§ Work instructions:
Reproduce word for word, from the entries below, the line with "Find the swimming", the line with "Find the wet", and every line between them, and nothing more.

§ Supplied material:
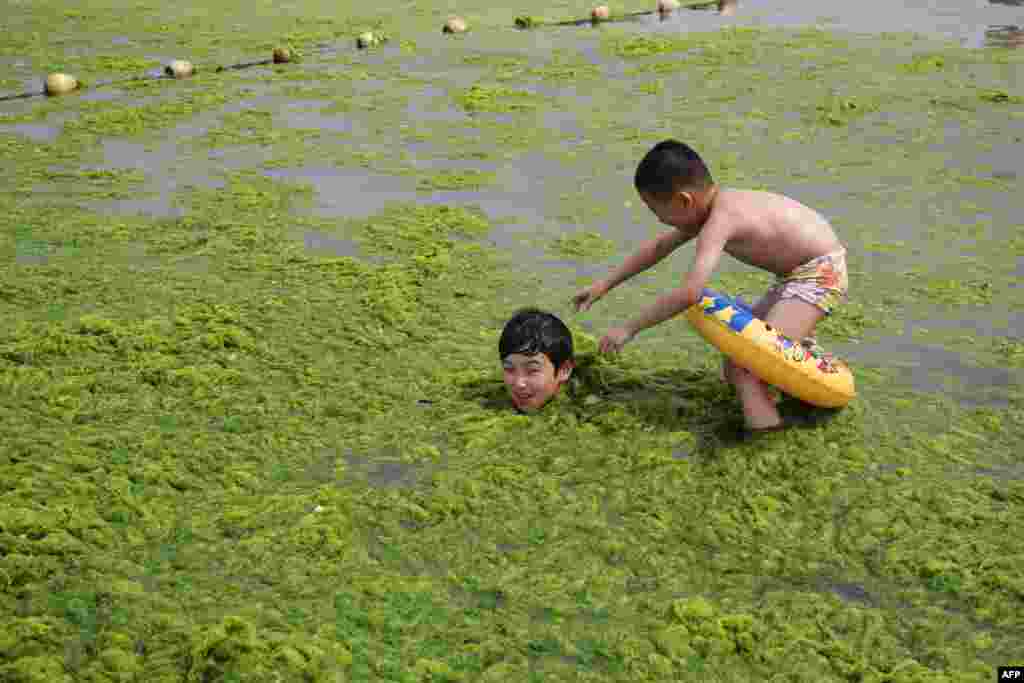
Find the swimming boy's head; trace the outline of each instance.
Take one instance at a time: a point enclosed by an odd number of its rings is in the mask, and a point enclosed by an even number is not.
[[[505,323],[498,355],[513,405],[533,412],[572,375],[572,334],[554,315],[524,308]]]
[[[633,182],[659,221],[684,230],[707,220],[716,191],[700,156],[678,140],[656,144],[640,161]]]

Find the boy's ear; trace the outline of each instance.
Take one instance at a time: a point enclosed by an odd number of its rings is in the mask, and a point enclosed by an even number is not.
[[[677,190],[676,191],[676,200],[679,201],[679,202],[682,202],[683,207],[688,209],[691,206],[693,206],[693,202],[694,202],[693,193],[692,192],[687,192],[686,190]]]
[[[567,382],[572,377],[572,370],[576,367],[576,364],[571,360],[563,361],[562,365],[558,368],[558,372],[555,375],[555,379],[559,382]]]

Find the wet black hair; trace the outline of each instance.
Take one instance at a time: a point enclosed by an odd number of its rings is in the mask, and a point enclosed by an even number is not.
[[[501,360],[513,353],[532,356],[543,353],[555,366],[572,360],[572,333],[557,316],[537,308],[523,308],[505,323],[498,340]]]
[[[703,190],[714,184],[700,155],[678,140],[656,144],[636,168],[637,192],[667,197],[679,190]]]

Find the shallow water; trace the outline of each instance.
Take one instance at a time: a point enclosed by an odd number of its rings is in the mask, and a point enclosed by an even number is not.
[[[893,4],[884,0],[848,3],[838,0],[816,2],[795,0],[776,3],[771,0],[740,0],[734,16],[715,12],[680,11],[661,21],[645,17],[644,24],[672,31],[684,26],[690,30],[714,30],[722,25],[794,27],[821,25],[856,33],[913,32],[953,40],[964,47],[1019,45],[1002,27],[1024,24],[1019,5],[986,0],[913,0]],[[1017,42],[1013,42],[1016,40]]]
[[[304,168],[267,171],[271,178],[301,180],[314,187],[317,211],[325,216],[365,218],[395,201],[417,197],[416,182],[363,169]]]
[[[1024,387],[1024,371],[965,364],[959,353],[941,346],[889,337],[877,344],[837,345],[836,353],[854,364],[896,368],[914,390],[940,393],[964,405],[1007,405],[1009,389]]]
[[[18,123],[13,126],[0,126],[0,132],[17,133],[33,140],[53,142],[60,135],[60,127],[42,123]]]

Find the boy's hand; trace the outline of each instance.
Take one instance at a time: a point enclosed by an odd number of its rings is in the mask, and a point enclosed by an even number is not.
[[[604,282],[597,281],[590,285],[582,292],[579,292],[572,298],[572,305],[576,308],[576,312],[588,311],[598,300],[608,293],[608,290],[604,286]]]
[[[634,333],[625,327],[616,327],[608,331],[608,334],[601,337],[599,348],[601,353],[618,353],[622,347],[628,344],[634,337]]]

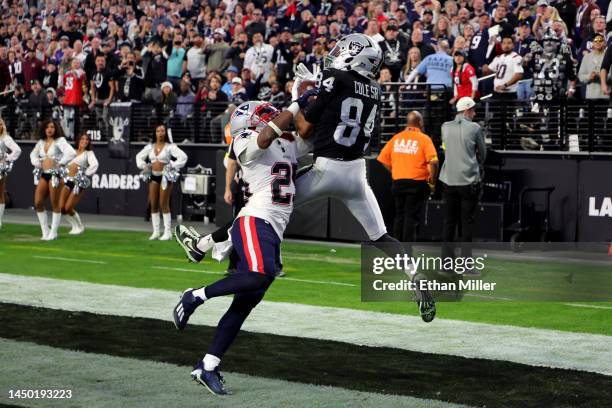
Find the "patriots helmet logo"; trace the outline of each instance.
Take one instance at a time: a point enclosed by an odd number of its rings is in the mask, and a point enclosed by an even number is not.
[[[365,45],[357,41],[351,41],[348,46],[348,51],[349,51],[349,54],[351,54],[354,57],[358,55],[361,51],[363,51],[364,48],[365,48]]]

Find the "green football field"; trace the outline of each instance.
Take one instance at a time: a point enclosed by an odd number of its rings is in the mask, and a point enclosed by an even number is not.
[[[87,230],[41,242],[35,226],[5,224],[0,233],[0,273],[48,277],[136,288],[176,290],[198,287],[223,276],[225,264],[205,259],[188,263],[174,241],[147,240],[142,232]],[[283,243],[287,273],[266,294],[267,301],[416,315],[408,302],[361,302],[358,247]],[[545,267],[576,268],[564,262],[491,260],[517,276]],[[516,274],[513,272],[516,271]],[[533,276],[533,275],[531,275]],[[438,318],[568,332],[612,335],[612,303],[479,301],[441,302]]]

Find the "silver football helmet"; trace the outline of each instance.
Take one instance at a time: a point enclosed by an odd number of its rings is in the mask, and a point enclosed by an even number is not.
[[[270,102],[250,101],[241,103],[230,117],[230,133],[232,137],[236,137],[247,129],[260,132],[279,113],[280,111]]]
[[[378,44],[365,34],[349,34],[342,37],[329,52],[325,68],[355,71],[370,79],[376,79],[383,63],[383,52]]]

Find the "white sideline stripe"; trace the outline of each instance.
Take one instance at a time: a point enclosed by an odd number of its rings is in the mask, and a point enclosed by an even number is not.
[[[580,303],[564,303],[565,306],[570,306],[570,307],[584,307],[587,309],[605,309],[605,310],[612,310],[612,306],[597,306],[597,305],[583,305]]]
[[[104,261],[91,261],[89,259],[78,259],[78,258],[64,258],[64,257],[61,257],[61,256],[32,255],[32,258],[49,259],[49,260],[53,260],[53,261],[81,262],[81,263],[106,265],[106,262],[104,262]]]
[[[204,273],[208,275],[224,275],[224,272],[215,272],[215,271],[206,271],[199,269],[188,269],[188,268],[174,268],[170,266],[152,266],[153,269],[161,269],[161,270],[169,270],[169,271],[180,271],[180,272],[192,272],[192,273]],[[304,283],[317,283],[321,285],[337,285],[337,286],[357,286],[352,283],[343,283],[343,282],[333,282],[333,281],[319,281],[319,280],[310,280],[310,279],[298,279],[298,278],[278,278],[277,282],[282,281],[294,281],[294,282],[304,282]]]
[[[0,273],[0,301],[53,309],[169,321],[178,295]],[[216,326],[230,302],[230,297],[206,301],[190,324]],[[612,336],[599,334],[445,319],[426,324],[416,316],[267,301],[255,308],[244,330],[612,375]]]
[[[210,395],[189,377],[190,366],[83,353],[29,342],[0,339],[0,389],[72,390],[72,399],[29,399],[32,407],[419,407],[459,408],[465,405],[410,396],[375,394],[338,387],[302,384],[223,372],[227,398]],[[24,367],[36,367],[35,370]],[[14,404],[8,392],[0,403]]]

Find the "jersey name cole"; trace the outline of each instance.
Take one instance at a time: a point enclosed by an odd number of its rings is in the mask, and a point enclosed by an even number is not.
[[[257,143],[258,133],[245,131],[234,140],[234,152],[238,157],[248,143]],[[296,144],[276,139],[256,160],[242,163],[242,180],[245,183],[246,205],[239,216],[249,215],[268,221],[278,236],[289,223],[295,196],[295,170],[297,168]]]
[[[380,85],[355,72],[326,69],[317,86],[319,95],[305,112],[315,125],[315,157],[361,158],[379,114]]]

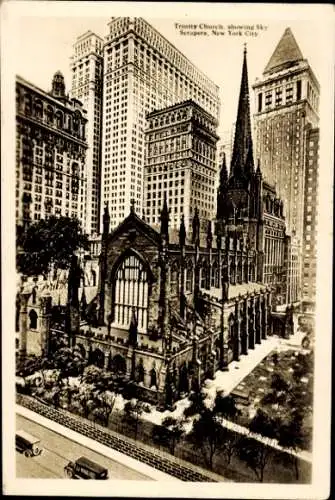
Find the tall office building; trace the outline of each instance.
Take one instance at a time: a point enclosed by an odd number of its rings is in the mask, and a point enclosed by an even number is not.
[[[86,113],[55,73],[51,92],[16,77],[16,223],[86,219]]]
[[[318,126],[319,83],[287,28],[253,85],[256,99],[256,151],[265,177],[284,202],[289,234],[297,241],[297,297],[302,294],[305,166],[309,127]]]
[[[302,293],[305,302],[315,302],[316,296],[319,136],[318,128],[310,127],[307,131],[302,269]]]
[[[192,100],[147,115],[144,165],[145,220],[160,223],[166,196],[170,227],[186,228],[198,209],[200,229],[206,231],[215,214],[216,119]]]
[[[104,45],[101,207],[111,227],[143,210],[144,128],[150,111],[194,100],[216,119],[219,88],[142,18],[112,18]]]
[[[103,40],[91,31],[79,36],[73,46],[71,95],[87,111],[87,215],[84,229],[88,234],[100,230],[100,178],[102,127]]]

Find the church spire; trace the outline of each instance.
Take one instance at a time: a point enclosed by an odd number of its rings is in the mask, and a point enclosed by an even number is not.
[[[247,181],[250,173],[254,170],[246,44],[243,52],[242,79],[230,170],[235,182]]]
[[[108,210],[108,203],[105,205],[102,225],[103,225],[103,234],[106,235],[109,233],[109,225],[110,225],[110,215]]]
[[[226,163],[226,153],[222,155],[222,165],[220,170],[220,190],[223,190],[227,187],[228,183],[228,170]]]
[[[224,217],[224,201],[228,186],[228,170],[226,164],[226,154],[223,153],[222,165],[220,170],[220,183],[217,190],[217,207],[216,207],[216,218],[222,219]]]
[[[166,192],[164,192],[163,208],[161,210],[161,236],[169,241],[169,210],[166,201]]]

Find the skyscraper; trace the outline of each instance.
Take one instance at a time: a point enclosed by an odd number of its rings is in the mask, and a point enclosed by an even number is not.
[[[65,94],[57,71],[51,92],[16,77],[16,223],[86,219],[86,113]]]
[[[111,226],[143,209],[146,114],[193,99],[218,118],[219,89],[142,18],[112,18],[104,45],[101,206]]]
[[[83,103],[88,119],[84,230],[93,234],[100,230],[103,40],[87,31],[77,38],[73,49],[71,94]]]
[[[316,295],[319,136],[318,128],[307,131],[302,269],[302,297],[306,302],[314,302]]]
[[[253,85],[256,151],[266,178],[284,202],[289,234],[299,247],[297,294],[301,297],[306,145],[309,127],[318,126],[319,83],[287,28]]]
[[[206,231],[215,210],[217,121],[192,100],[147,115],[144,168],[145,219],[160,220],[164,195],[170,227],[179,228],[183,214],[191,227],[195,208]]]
==
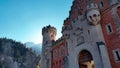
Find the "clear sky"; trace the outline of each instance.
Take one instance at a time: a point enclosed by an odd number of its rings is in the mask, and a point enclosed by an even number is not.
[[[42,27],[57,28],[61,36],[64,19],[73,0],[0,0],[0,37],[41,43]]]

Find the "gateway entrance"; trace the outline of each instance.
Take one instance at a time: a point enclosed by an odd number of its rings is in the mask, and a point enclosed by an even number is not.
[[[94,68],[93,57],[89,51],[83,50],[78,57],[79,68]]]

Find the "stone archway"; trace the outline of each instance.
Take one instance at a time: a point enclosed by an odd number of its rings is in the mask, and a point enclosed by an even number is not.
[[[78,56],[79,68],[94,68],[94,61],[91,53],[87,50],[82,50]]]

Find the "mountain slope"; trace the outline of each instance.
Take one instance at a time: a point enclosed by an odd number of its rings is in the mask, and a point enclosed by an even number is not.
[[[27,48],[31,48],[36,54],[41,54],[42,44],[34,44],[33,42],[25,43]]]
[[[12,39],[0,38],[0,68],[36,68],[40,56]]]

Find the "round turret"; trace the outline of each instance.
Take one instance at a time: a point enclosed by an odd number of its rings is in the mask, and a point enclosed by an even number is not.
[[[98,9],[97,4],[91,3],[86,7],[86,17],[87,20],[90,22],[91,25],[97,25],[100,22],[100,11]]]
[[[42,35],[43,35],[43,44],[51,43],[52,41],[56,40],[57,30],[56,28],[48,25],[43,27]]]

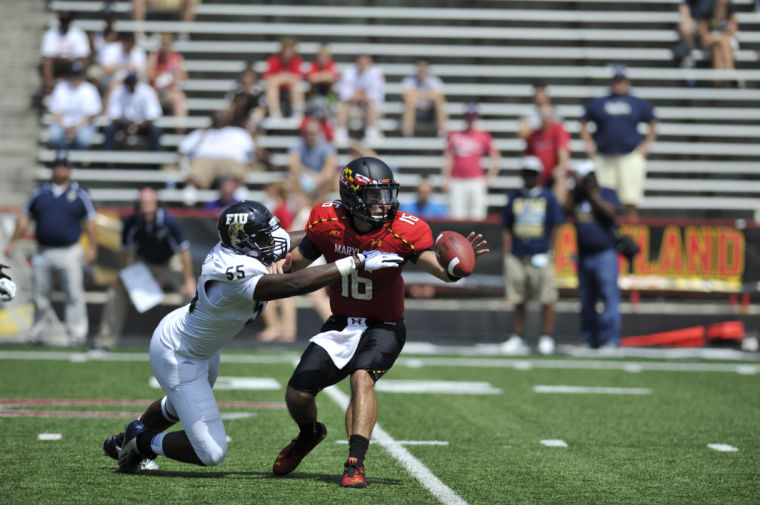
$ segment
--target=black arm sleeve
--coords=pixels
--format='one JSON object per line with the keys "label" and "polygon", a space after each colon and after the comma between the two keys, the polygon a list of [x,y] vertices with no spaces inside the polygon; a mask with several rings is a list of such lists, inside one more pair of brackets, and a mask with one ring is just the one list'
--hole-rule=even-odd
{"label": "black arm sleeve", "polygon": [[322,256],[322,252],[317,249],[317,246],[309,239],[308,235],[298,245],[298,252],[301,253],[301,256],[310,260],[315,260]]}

§ Task output:
Find the swimming boy's head; trace the outline of each instance.
Take one instance at a time: a point enclosed by an odd number of its rings is in the mask, and a point enclosed by an even number is not.
[[[505,323],[498,355],[513,405],[533,412],[572,375],[572,334],[554,315],[524,308]]]
[[[633,182],[659,221],[684,230],[707,220],[716,191],[700,156],[678,140],[656,144],[640,161]]]

Find the boy's ear; trace the outline of each instance.
Take one instance at a time: a point enclosed by an odd number of its rings is in the mask, and a point enclosed by an even number is not.
[[[677,190],[676,191],[676,200],[679,201],[679,202],[682,202],[683,207],[688,209],[691,206],[693,206],[693,202],[694,202],[693,193],[692,192],[687,192],[686,190]]]
[[[567,382],[572,377],[572,370],[576,367],[576,364],[571,360],[563,361],[562,365],[558,368],[558,372],[555,375],[555,379],[559,382]]]

Find the wet black hair; trace the outline of each instance.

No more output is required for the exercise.